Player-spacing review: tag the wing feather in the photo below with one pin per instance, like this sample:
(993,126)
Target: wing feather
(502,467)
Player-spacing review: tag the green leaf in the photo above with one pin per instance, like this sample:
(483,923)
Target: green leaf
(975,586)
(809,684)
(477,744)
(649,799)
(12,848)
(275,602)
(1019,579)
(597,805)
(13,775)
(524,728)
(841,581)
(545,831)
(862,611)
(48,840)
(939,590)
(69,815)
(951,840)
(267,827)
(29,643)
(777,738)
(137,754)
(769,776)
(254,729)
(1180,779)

==================================================

TASK TO COMPLETE →
Rewrite all of the lines above, replacing "Target" with "Label" wherever it occurs and leaving everything else unchanged.

WRITTEN ANSWER →
Player-spacing review: tag the wing feather in the photo below with one pin per instance, like this sample:
(993,126)
Label: wing feather
(502,467)
Player-spacing review: tag the green leaf in the photo above with one pin per instance, like this sample:
(483,923)
Label: green leaf
(975,586)
(809,684)
(477,744)
(649,799)
(12,848)
(275,602)
(1019,579)
(597,805)
(13,775)
(524,728)
(841,581)
(545,831)
(862,611)
(48,840)
(939,590)
(69,815)
(951,840)
(267,827)
(29,643)
(777,738)
(137,754)
(769,776)
(254,729)
(1180,779)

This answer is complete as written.